§ WRITTEN REQUEST
Your task is to transcribe the entries below exactly, beginning with the line containing "of the train" and ending with the final line, and to add nothing else.

[Start ENTRIES SHOWN]

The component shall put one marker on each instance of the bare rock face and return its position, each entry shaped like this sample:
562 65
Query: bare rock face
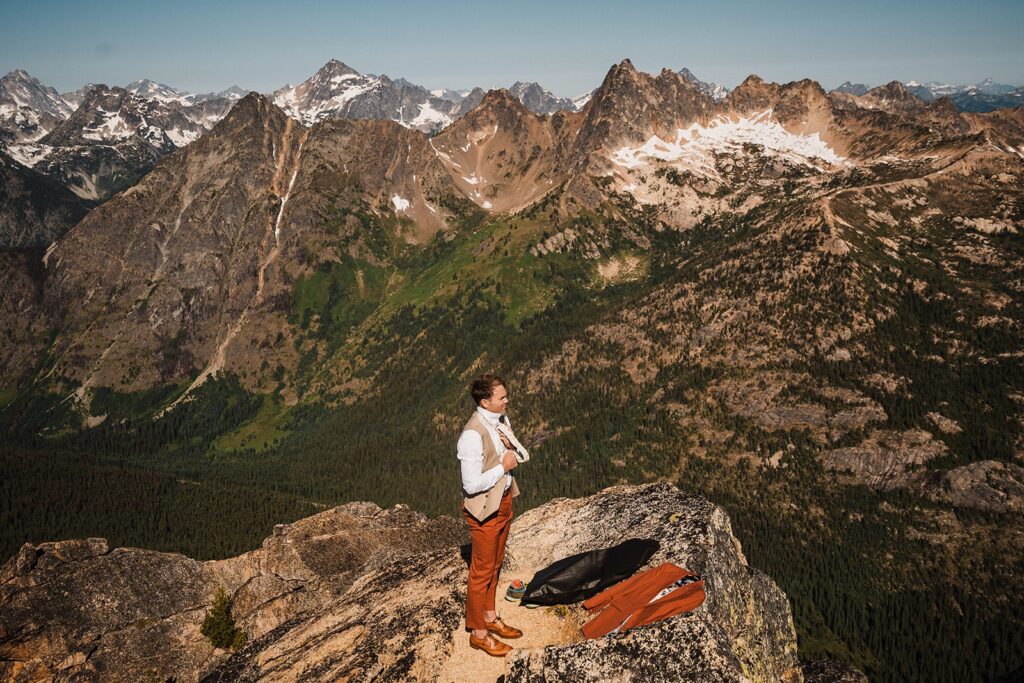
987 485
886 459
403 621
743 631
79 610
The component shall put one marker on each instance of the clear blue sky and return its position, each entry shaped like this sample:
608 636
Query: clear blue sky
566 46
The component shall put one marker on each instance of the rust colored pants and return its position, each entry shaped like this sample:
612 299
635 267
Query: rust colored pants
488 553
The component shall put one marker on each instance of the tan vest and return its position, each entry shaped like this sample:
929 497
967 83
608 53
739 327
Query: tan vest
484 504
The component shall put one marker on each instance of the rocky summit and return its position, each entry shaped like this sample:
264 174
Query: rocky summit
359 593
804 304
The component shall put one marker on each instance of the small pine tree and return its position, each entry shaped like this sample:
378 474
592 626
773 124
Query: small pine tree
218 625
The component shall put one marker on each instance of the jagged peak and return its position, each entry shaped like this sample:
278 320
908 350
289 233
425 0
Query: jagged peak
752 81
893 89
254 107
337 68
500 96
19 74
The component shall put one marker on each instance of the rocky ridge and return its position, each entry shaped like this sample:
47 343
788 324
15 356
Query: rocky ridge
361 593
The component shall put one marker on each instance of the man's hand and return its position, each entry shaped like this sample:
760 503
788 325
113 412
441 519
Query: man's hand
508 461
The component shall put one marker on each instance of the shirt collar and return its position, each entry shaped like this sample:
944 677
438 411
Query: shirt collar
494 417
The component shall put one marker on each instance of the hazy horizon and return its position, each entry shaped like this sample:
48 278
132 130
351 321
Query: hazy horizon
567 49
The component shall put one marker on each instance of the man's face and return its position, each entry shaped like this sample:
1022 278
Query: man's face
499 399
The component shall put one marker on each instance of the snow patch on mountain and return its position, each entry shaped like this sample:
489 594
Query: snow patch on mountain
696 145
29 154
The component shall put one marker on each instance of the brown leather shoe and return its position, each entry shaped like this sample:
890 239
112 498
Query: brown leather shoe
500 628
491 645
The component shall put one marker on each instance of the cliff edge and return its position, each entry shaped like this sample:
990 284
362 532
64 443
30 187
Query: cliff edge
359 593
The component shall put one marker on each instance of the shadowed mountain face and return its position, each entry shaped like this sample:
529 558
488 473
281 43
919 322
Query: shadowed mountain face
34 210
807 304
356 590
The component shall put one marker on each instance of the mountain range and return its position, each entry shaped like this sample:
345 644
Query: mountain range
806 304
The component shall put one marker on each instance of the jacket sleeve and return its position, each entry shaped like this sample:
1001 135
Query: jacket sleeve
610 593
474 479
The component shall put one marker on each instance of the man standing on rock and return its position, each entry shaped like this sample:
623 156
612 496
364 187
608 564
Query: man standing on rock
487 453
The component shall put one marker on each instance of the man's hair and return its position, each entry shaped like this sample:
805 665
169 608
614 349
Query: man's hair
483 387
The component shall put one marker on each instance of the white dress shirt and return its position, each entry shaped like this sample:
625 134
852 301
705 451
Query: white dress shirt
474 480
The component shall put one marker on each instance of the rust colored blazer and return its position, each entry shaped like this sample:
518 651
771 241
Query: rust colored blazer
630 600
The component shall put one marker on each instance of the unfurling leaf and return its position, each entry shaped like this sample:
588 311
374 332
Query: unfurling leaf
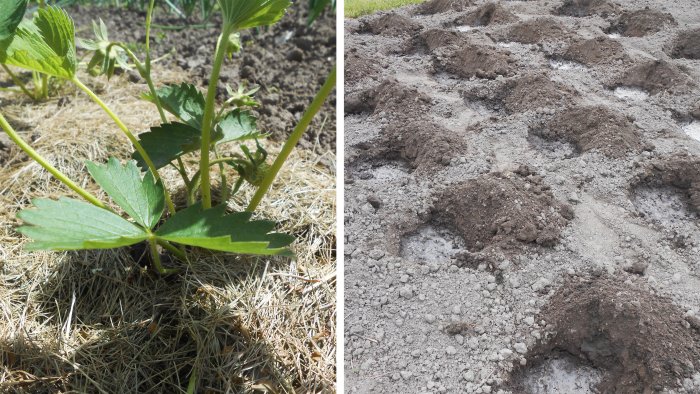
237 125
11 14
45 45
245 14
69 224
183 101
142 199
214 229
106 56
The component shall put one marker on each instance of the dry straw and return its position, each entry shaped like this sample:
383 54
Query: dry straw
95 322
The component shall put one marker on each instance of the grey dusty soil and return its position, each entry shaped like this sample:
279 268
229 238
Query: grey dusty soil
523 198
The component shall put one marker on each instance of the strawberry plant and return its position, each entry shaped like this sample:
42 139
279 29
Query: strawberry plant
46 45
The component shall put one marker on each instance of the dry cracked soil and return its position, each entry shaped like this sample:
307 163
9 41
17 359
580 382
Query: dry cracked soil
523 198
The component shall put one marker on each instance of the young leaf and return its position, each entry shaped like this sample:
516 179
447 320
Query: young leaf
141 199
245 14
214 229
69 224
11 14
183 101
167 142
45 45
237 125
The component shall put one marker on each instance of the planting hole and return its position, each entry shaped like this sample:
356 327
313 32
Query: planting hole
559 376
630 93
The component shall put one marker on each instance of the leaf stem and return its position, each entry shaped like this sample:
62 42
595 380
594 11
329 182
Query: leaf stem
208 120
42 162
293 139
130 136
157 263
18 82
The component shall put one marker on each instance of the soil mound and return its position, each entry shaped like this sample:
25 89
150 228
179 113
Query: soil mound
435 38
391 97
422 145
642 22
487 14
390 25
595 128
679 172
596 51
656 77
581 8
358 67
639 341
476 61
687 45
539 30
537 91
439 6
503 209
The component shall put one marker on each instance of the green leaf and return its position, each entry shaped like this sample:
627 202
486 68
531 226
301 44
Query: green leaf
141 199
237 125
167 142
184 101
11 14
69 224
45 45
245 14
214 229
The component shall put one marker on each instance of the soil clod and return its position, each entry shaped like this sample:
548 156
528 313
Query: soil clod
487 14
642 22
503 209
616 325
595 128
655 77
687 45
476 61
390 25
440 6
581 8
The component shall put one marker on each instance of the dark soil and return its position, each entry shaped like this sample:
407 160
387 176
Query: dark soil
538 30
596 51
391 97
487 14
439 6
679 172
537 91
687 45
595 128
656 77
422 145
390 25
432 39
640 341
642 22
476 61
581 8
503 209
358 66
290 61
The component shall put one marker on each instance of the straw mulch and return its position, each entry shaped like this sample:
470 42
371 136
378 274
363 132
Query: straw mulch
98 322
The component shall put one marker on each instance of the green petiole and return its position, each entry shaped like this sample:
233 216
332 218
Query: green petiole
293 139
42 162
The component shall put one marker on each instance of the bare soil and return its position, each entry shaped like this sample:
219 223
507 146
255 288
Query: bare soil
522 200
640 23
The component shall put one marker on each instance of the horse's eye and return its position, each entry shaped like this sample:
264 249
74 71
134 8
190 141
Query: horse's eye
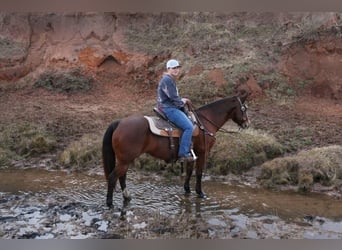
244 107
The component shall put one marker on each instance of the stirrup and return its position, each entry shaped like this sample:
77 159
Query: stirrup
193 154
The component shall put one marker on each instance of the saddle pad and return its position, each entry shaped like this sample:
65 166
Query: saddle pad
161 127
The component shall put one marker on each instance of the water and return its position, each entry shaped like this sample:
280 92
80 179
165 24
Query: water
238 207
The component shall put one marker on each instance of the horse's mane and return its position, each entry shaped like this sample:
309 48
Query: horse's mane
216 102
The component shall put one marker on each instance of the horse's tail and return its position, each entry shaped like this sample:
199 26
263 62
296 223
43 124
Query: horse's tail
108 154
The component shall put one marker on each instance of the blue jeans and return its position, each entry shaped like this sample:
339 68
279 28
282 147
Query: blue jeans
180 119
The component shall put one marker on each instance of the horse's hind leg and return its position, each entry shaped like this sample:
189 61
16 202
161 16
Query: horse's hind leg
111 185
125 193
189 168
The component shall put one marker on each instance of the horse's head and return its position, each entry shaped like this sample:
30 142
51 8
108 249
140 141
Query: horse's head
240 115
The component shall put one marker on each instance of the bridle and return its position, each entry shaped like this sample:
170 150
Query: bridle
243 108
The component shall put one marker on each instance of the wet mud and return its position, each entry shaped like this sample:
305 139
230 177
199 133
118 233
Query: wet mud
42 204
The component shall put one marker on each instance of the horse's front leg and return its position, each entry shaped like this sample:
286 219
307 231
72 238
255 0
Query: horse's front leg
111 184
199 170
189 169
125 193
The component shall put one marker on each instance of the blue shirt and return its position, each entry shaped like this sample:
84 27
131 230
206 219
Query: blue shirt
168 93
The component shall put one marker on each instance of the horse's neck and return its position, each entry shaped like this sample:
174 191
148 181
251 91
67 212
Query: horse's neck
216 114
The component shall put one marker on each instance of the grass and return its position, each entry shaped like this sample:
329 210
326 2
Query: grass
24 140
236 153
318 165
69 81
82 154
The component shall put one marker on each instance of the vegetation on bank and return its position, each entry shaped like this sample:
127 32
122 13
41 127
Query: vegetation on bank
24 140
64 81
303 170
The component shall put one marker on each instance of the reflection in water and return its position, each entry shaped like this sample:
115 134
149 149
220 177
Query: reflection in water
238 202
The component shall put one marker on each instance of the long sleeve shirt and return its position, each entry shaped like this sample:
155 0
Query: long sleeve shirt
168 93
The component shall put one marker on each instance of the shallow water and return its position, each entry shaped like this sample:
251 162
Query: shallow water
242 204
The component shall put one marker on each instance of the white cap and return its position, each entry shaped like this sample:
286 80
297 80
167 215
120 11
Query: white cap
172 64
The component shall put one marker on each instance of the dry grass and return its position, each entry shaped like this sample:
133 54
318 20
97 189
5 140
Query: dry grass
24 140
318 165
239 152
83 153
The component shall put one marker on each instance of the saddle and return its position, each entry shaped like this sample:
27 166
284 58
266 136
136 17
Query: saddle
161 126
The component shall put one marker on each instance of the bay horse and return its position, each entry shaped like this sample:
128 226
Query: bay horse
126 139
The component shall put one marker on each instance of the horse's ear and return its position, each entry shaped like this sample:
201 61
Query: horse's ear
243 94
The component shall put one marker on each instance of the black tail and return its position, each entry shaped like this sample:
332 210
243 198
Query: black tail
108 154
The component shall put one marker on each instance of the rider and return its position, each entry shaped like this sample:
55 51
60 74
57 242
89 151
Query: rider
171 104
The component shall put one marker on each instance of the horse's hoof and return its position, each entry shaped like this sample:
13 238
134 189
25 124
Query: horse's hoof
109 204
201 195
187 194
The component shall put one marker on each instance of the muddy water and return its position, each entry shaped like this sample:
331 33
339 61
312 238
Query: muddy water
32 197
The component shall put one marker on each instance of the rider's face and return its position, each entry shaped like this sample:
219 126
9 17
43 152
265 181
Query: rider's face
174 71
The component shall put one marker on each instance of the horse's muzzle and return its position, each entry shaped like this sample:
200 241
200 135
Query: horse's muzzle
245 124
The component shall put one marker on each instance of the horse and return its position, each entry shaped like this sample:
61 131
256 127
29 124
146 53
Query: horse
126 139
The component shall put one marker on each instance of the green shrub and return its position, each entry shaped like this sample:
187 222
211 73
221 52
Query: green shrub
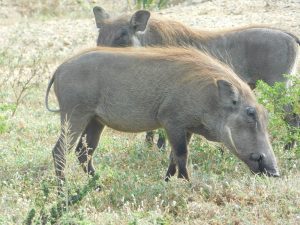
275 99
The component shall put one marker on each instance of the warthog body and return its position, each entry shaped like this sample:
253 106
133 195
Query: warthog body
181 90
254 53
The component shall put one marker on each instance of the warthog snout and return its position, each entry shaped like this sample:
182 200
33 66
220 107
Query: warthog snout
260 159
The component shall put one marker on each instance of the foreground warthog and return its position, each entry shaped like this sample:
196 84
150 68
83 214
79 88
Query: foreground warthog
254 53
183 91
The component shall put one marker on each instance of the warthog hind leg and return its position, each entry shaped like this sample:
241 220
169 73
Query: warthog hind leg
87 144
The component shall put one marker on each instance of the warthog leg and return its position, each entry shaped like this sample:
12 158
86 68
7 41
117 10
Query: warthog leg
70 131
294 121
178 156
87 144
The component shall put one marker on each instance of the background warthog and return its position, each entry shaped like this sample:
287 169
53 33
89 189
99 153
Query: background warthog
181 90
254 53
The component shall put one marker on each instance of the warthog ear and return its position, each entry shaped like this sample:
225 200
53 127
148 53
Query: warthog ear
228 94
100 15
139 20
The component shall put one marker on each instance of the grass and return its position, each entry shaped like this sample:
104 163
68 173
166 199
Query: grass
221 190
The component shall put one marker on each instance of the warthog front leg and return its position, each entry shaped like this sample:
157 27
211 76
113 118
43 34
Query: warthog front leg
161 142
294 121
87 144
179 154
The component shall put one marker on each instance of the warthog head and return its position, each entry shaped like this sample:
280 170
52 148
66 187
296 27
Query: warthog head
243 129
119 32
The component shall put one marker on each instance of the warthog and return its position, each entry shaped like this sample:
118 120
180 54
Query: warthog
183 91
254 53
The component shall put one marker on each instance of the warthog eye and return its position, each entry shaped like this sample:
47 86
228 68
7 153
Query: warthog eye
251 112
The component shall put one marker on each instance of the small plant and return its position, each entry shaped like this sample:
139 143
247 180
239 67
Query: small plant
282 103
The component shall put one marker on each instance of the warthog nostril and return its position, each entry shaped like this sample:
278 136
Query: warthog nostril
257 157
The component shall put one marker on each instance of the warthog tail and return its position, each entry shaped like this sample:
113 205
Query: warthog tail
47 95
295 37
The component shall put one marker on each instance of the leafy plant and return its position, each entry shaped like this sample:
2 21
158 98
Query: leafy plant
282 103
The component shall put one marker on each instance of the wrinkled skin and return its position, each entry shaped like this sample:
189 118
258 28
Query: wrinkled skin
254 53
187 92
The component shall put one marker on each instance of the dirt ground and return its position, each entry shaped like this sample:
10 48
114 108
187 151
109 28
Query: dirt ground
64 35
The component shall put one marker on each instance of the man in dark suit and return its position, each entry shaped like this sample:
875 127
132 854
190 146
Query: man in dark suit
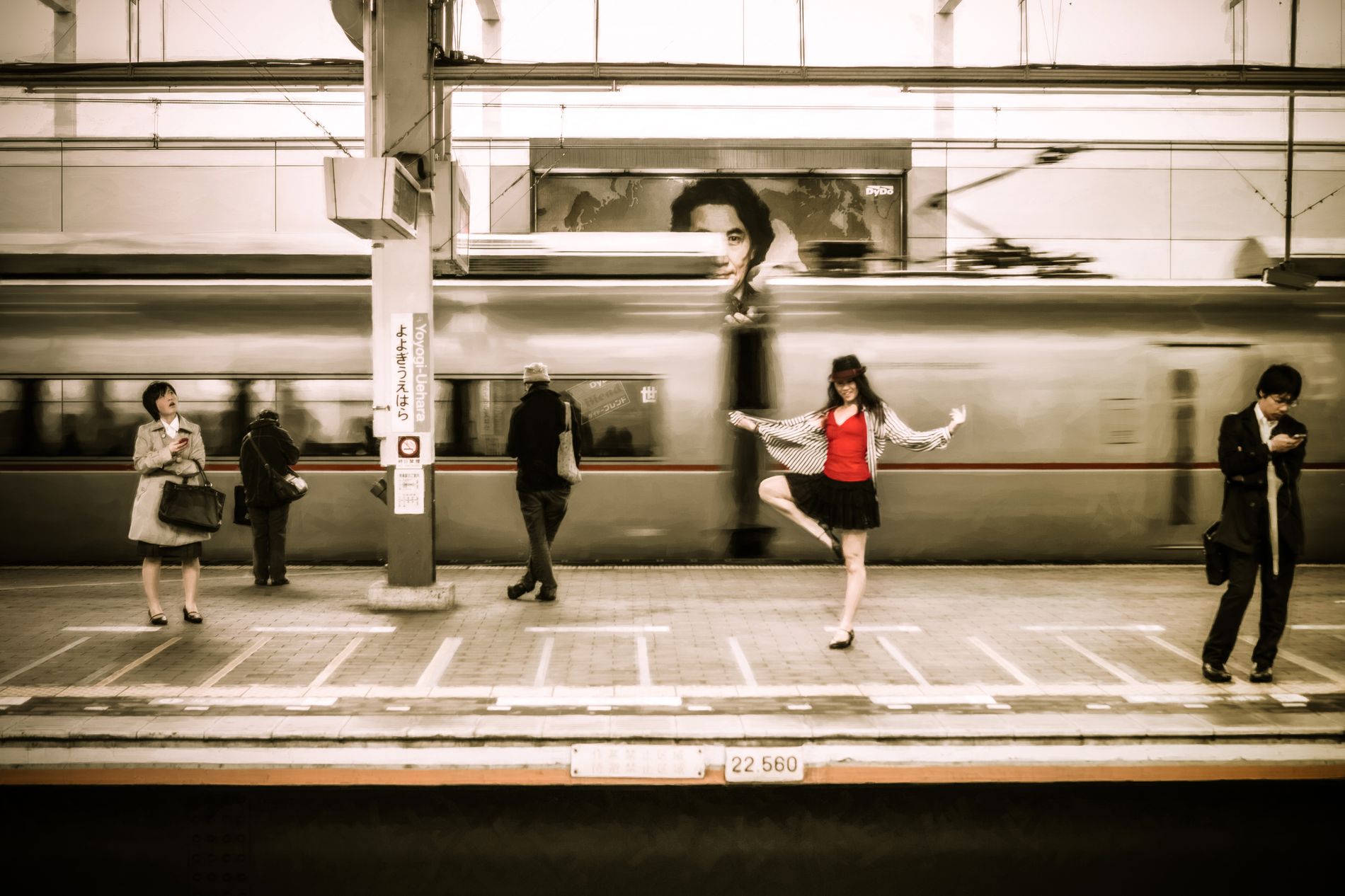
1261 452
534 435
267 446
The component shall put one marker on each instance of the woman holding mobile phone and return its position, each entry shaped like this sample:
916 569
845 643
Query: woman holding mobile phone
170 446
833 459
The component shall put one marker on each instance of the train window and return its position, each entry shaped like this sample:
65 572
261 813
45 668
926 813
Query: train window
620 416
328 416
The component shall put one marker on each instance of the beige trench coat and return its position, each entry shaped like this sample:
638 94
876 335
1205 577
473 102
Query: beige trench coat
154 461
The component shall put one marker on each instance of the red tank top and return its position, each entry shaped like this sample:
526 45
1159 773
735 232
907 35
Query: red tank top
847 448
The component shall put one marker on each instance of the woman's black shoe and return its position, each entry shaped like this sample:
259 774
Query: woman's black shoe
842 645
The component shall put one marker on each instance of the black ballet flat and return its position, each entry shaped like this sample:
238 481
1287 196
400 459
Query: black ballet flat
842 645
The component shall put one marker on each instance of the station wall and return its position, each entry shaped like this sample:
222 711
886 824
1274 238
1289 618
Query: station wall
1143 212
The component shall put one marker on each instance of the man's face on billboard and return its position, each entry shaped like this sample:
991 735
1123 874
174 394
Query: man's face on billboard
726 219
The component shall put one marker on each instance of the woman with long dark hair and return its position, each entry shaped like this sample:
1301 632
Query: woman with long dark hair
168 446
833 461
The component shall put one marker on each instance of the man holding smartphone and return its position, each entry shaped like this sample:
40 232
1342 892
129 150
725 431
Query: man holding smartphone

[End ENTRIES SHOWN]

§ TASK RESULT
The component shall put one marker on each instance of the train window and return its position, each entry shaped like this sample:
65 572
261 813
45 668
926 813
Query: train window
620 416
328 416
The component shall put one marker on each instance of the beige trench coat and return its position, each entry shaped like this sample:
638 94
876 335
1205 577
473 102
Query: beige trench coat
154 461
The component shall put one marker on each instance of the red tank top and return its position, each entry shaped like this sample:
526 45
1159 773
735 232
907 35
Query: red tank top
847 448
The component shall put one marker on each instance of the woman's black shoe and return its position, each entry shaped like this sample:
259 774
Query: woman's black shoe
842 645
The component shall put one marker on each instance of the black ballet flat and return its position, each entry shaped like this sample:
238 481
1287 196
400 459
Query: black ballet flat
842 645
The component shall put one marker on each instance of the station wall and return its position, each entry shaped like this sample:
222 711
886 824
1274 238
1289 618
Query: station wall
1143 212
The component shall put one marker on each instance of the man's face on billboard and return its position, each entry shaped like this sample:
991 735
1123 874
174 394
Query: man's face on billboard
726 219
The component shall put one marker on each instance of the woman with long dark hair and return its position, each entry shaped like this sample:
1301 632
Query: woman with long dark hair
168 446
833 461
The component shall put one marker on each instance of the man holding smartphone and return its position, each entry shaped like this sample:
40 232
1342 892
129 150
725 431
Query: man holding smartphone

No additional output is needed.